Source material:
BEGIN
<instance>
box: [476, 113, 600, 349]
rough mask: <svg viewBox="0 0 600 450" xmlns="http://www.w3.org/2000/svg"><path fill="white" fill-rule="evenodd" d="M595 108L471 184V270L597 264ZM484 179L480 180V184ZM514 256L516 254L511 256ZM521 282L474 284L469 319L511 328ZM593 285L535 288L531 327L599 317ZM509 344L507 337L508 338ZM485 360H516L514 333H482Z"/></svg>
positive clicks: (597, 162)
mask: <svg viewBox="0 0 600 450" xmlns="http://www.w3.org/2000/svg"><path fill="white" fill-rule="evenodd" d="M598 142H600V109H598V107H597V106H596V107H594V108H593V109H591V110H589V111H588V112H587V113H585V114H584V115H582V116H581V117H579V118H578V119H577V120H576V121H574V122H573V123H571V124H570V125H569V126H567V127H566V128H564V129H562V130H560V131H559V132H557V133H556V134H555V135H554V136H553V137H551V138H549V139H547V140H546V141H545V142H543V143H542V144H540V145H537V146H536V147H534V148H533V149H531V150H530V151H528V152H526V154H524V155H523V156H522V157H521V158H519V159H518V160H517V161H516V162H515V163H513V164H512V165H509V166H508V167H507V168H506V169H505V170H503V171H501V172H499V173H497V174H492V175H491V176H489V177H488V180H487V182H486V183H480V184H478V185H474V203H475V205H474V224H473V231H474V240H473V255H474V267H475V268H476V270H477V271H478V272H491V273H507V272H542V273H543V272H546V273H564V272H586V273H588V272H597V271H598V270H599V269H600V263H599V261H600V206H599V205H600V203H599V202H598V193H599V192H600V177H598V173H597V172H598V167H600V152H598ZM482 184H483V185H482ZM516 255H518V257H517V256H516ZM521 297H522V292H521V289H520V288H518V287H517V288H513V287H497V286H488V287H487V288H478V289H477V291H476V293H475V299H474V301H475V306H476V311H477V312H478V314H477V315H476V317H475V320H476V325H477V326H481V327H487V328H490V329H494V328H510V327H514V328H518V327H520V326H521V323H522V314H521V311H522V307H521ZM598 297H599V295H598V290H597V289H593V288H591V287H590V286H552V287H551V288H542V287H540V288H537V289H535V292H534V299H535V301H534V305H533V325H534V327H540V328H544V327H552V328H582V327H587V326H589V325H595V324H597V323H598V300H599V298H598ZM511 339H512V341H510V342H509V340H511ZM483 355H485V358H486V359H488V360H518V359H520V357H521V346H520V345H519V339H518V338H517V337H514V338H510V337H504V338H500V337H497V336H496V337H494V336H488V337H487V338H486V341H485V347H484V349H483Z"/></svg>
END
Repeat the full set of records exactly.

<instance>
box: [476, 113, 600, 349]
rough mask: <svg viewBox="0 0 600 450" xmlns="http://www.w3.org/2000/svg"><path fill="white" fill-rule="evenodd" d="M595 108L471 184V270L597 264ZM484 179L480 180V184ZM514 256L516 254L511 256ZM521 282L474 284L469 319L511 328ZM593 285L535 288L531 327L599 317ZM509 344L507 337L508 338ZM485 360H516L514 333H482Z"/></svg>
positive clicks: (597, 162)
mask: <svg viewBox="0 0 600 450" xmlns="http://www.w3.org/2000/svg"><path fill="white" fill-rule="evenodd" d="M598 142H600V109H598V107H597V106H596V107H594V108H593V109H591V110H589V111H588V112H587V113H585V114H584V115H582V116H581V117H579V118H578V119H577V120H576V121H574V122H573V123H571V124H570V125H569V126H567V127H566V128H564V129H562V130H560V131H559V132H557V133H556V134H555V135H554V136H553V137H551V138H549V139H547V140H546V141H545V142H543V143H542V144H540V145H537V146H536V147H534V148H533V149H531V150H530V151H528V152H526V154H524V155H523V156H522V157H521V158H519V159H518V160H517V161H516V162H515V163H513V164H512V165H509V166H508V167H507V168H506V169H505V170H503V171H501V172H499V173H497V174H492V175H491V176H489V177H488V180H487V182H486V183H480V184H478V185H474V203H475V205H474V224H473V231H474V240H473V255H474V267H475V268H476V270H477V271H478V272H491V273H507V272H542V273H543V272H546V273H564V272H586V273H588V272H597V271H598V270H599V269H600V263H599V261H600V206H599V205H600V203H599V202H598V193H599V192H600V177H598V173H597V172H598V167H600V152H598ZM482 184H483V185H482ZM516 255H518V257H517V256H516ZM521 297H522V292H521V289H520V288H518V287H517V288H513V287H497V286H488V287H487V288H478V289H477V291H476V293H475V299H474V301H475V306H476V311H477V312H478V314H477V315H476V317H475V320H476V325H477V326H481V327H487V328H490V329H494V328H510V327H514V328H518V327H520V326H521V323H522V314H521V311H522V307H521ZM598 297H599V295H598V290H597V289H593V288H591V287H590V286H552V287H551V288H542V287H540V288H537V289H535V292H534V299H535V301H534V305H533V325H534V327H540V328H544V327H552V328H582V327H587V326H589V325H595V324H597V323H598V300H599V298H598ZM511 339H512V341H510V342H509V340H511ZM483 355H485V358H486V359H488V360H518V359H520V357H521V346H520V345H519V339H518V338H517V337H514V338H510V337H504V338H500V337H497V336H496V337H494V336H488V337H487V338H486V341H485V347H484V349H483Z"/></svg>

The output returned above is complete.